AIM OF THE TASK: Only the lines from the one holding "Where can you see the white door" to the end of the data should be echoed, exactly as they appear, minus the pictures.

DATA FOR THE TASK:
————

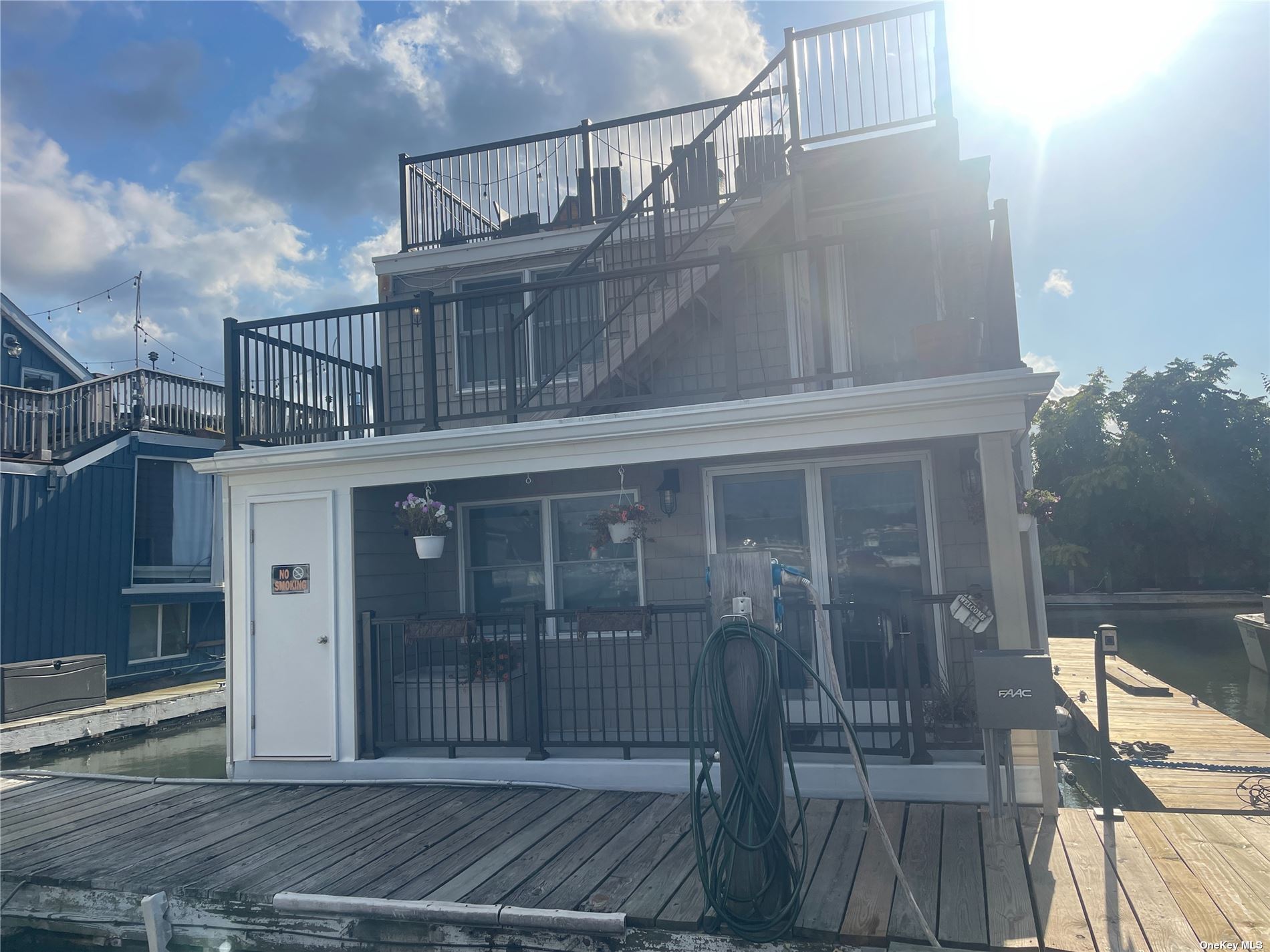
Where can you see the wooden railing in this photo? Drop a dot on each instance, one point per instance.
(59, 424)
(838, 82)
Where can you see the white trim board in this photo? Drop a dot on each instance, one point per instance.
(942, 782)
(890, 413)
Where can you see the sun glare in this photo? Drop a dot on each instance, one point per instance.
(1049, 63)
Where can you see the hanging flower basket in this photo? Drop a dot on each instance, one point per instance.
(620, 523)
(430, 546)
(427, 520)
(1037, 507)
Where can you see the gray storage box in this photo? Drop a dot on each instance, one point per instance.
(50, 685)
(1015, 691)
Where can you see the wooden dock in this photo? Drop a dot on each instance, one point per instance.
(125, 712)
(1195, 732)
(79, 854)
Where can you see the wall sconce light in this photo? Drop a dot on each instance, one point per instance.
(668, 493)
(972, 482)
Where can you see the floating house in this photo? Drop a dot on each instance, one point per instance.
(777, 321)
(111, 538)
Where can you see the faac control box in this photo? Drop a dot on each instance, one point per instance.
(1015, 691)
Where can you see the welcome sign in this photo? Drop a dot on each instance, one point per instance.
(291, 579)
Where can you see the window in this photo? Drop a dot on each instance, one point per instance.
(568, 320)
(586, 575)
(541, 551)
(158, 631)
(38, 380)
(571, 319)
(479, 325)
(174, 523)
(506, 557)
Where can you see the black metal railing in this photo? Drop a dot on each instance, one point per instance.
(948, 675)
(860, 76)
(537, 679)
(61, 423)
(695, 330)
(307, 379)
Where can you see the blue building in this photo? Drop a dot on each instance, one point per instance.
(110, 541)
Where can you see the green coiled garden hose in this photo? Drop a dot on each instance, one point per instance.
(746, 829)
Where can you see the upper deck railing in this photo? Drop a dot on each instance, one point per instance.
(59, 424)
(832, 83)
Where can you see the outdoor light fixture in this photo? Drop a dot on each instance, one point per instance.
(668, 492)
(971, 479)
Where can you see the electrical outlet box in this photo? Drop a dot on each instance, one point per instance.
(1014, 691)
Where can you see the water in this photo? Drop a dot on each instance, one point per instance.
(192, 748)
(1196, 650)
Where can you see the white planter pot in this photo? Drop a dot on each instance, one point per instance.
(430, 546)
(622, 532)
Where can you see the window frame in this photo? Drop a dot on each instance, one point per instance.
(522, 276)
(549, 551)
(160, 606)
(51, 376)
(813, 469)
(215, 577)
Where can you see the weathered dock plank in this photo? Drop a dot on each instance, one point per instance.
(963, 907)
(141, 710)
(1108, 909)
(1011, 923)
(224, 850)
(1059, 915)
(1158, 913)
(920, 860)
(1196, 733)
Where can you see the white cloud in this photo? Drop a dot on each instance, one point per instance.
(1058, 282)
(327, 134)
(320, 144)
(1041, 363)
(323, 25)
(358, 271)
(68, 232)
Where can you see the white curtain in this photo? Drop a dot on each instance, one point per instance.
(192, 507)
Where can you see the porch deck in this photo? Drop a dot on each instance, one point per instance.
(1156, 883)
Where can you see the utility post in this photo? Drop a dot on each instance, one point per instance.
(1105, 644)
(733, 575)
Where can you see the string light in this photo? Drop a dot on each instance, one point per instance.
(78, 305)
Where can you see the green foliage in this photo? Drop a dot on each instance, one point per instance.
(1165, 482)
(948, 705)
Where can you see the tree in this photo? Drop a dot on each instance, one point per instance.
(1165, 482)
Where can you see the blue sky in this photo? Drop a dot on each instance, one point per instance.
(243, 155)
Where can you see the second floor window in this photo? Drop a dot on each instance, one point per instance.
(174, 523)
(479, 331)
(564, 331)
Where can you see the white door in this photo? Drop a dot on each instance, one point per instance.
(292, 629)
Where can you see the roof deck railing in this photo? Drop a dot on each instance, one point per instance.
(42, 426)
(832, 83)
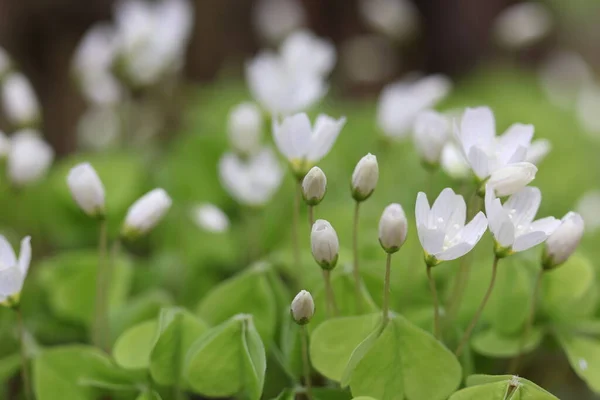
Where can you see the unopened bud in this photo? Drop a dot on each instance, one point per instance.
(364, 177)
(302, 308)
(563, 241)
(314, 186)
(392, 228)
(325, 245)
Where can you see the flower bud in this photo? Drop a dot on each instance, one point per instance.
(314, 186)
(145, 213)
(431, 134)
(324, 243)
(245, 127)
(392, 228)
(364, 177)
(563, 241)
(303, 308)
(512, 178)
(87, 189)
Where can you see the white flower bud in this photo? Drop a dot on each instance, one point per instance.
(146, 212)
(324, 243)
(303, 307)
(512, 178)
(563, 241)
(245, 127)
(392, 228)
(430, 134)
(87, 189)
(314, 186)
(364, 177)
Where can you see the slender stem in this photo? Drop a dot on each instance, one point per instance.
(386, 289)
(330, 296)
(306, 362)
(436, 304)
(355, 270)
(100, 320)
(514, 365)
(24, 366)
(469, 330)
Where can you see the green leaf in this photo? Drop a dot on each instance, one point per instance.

————

COMPLETE ANSWER:
Where can you see the white door in this photo? Drop a dot on each instance, one point per instance.
(292, 629)
Where can you see the roof deck railing in this photo? Drop a dot on each instance, one point per instance.
(42, 426)
(832, 83)
Where can you see the unopened bud in this photo? Drop a dot on each instance, one point per instance.
(364, 177)
(302, 308)
(563, 241)
(314, 186)
(392, 228)
(325, 245)
Where can you see the flower bud in this photo? Drop a dot on each instance, one point per instance.
(314, 186)
(145, 213)
(431, 134)
(324, 243)
(245, 127)
(392, 228)
(364, 177)
(563, 241)
(303, 308)
(512, 178)
(87, 189)
Where can you see the white flower bud in this photo? Drop a dot on each instance, one point per instance.
(146, 212)
(324, 243)
(303, 307)
(512, 178)
(563, 241)
(245, 127)
(392, 228)
(430, 134)
(87, 189)
(314, 186)
(364, 177)
Where can you see the slender stem in this photo? Drop a dot on each instance, one point per instance.
(386, 289)
(330, 296)
(306, 362)
(436, 304)
(355, 270)
(100, 320)
(514, 365)
(24, 366)
(469, 330)
Where can you see the green leaf in this photo? Drop a dot on each instance, one point per instance.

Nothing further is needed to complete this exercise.